Provided records
=-=-=
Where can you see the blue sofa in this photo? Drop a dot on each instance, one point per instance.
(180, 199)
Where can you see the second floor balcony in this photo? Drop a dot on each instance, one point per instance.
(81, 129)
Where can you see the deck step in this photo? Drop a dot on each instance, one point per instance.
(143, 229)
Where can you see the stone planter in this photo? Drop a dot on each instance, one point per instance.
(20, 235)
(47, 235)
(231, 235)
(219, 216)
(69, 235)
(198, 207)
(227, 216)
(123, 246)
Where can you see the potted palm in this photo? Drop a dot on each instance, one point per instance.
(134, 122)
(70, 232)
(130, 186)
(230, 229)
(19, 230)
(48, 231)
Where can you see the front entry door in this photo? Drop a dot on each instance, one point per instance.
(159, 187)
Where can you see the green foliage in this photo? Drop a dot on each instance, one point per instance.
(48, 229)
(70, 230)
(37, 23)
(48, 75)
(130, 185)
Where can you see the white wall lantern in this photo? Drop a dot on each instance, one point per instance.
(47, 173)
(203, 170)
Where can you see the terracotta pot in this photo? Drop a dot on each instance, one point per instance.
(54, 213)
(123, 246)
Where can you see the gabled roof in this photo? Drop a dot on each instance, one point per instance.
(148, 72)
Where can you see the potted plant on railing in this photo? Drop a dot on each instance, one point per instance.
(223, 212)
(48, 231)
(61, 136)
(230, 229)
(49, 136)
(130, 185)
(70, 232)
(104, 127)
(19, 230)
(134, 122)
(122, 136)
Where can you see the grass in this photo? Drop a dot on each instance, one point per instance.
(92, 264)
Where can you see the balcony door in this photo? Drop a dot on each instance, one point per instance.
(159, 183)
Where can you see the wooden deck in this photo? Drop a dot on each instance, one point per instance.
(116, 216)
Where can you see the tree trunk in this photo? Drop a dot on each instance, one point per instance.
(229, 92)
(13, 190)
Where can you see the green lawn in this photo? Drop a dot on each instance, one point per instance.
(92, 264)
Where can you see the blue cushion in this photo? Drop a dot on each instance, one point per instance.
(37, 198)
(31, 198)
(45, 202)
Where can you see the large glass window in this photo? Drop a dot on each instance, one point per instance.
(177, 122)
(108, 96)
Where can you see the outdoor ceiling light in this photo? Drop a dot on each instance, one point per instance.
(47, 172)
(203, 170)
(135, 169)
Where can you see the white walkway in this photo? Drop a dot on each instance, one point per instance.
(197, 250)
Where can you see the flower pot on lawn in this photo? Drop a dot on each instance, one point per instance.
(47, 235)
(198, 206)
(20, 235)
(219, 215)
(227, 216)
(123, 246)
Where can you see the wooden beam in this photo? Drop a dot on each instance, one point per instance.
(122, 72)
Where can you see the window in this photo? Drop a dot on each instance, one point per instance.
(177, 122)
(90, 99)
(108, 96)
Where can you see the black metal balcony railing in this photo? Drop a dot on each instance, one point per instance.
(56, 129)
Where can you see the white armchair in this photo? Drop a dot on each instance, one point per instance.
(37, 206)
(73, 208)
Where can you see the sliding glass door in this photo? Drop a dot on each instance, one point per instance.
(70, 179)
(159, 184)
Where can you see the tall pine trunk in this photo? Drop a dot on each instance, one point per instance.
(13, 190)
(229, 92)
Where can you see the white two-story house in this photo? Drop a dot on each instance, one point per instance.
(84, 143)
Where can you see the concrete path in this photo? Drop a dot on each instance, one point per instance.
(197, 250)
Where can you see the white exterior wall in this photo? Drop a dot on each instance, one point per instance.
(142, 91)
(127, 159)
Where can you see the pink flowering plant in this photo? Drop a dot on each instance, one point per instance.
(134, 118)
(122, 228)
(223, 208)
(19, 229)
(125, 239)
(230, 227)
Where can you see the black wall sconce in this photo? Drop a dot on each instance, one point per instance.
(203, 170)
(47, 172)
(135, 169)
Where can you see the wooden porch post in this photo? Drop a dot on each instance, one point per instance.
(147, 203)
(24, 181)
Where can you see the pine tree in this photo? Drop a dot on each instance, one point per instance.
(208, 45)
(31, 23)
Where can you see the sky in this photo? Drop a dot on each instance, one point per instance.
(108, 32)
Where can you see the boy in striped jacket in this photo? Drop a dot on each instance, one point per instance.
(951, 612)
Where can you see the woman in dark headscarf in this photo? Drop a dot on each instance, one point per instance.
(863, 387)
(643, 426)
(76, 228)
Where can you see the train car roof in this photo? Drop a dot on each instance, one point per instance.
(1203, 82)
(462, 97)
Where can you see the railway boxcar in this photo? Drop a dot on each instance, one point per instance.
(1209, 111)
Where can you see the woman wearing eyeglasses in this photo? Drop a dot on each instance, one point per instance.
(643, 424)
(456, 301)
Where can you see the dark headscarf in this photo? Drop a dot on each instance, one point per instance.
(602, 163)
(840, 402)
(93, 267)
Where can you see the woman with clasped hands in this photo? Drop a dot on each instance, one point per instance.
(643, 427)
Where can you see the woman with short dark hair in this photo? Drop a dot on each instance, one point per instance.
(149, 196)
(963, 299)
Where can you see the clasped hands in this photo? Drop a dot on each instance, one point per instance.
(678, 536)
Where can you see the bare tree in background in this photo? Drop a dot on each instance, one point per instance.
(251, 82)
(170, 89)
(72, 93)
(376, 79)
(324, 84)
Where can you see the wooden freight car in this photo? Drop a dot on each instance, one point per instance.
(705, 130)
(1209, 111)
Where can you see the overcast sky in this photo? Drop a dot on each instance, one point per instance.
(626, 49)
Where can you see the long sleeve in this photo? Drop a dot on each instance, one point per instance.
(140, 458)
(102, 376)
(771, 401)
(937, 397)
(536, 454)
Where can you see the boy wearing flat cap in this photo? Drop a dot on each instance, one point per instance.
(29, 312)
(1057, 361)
=-=-=
About this task
Repeat the entries exactly, all of them.

Response area
Where can you see the blue sofa in this photo? Drop a dot on each instance, one point per instance.
(180, 199)
Where can you see the second floor balcony in this photo? Drop a dot on each instance, one point per instance.
(81, 129)
Where can you see the deck step in this photo? Drop a dot on each instance, one point per instance.
(143, 229)
Where can you see the stone planter in this photo? Drop a dot on each instance, one point per instance.
(20, 235)
(47, 235)
(231, 235)
(219, 216)
(69, 235)
(198, 207)
(227, 216)
(123, 246)
Where can you see the potted palm in this photo? Drop a dot on each instance, one point per instance.
(134, 122)
(70, 232)
(130, 186)
(230, 229)
(19, 230)
(48, 231)
Where can you see the front entry door in this photo? Drop a dot on each instance, one point per instance.
(159, 187)
Where can you see the green foliage in this photo? Drop a dot on each instance, one point per instance.
(48, 229)
(70, 230)
(37, 23)
(48, 75)
(130, 185)
Where can you see the white wall lantern in this photo? Drop a dot on each instance, one point per instance.
(47, 173)
(203, 170)
Where can you see the terracotta pot in this photo? Drop a dot on each instance, one point per instance.
(54, 213)
(123, 246)
Where can you see the gabled roof in this photo? Drop a dot on each instance, one point per instance.
(148, 72)
Where can you see the potted plant on railing in this photo? Drop a dot on each instance, one point per instance.
(223, 212)
(48, 231)
(61, 136)
(230, 229)
(49, 136)
(130, 185)
(70, 232)
(104, 127)
(19, 230)
(134, 122)
(122, 136)
Where can you see the grass in this photo? Drop a dot on each instance, one point per instance.
(92, 264)
Where can you see the balcony door in this photo? Drop a dot on each instance, one point per instance.
(159, 183)
Where can you see the wooden deck in this photo? Drop a dot on each instance, one point per instance.
(116, 216)
Where can you see the tree trunk in this photo? Drop a dot on each instance, one point per instance.
(229, 92)
(13, 190)
Where can you see the green lawn in this photo? Drop a dot on each instance, one point per instance.
(92, 264)
Where can you see the blue cushion in this photo? Drop a dot on each instance, one point per instance.
(37, 198)
(31, 198)
(45, 202)
Where can you see the large glass window in this photo? Drop a dot on each instance, one point per instance.
(177, 122)
(108, 96)
Where can you see the outdoor ceiling light in this photo? Drop a dot on each instance, one point per instance.
(47, 172)
(203, 170)
(135, 169)
Where can you see the white walkway in this photo? Drop a dot on each instance, one point per instance.
(197, 250)
Where can you see the flower pot on lawn in this photo? Drop a dot on each instance, one point per instance.
(47, 235)
(198, 206)
(20, 235)
(219, 215)
(227, 216)
(123, 246)
Where can you see the wooden beam in this photo? Drop a dot on each instance, one point per instance.
(122, 72)
Where can you see the window in this photo? Drop a dot on each instance, one point per instance.
(177, 122)
(90, 99)
(108, 96)
Where can you see the black metal balcony railing in this photo? Drop a dot on each instance, one point per instance.
(56, 129)
Where can you see the white armchair in this photo? Drop a dot on each instance, one point per instance.
(37, 206)
(73, 208)
Where can you see the sliding glass door in this photo? Drop a dot on each instance, one point per instance.
(70, 179)
(159, 184)
Where can you see the tall pine trunk in this photo? Drop a dot on each instance, one point per instance.
(13, 190)
(229, 92)
Where can you see the white two-story house in this photo? Drop a dot on each instance, one point per instance.
(84, 143)
Where can you see the concrete path in this photo? Drop a dot on each instance, one point per instance.
(197, 250)
Where can you see the white exterior wall in this photo? Drop a dot on each instance, one point per instance.
(142, 91)
(127, 159)
Where can you see the pink flowering plant in this photo? Drop a dot on each instance, one point per instance.
(134, 118)
(122, 228)
(223, 208)
(19, 229)
(125, 239)
(230, 227)
Where can you see the black wall sconce in this photo? Drop a dot on each instance, one point per instance.
(203, 170)
(47, 172)
(135, 169)
Where can you see the wooden porch post in this photo? Drop a dot on each instance, one point per instance.
(147, 203)
(24, 181)
Where can you see the pine tree in this photo? Drop a dot on each instance, one point per instance.
(208, 45)
(31, 23)
Where can you see the sky in this photo? Drop a dot on each instance, one point per instance.
(108, 32)
Where can you see the boy in striped jacket in this photo? Drop a dot on each instance, one point per instance.
(951, 612)
Where can you see the woman in dark headscarf in this photo? Drop a dot on each instance, one point per instance.
(863, 387)
(643, 426)
(76, 228)
Where can you see the train car roof in this photo? Drop a dot on each instance, one point per instance.
(1203, 82)
(462, 97)
Where can you see the railway boxcar in this photo? Drop a dot on each instance, one point per instance.
(1209, 111)
Where can you see the woman wearing eyeglasses in this photo? Drop a dot on each instance, one point per instance.
(643, 424)
(456, 301)
Where can you see the dark headscarf in this photo? Drop a dot on each instance, one point per instance.
(602, 163)
(840, 402)
(93, 267)
Where can you see the woman with clasped hands in this photo? Drop a dot on each instance, one point per instance.
(643, 427)
Where can you see the woman with short dark hair in this photo? Drop a dot on each instance, one point per instance.
(149, 196)
(963, 299)
Where can you see the clasped hands in this photo? Drop a dot on each instance, one point per instance.
(678, 536)
Where can you see the bare tree in background in this photo? Drop a dot on each instance, one point per instance.
(251, 82)
(170, 89)
(72, 93)
(376, 79)
(324, 84)
Where can you see the wooden freight car in this photo? Drop a dot on each instance, one point per instance.
(705, 130)
(1209, 111)
Where can you see the overcast sky in this photo? Drop a dot on each instance, one point per instance.
(626, 49)
Where can you see the long sleeve in this photo? Drop a dot on each instance, one point per instance.
(140, 458)
(102, 376)
(771, 401)
(937, 397)
(536, 454)
Where can you see the boy wearing flat cap in this photo? Drop a dot on each instance, one point per instance.
(29, 312)
(1057, 361)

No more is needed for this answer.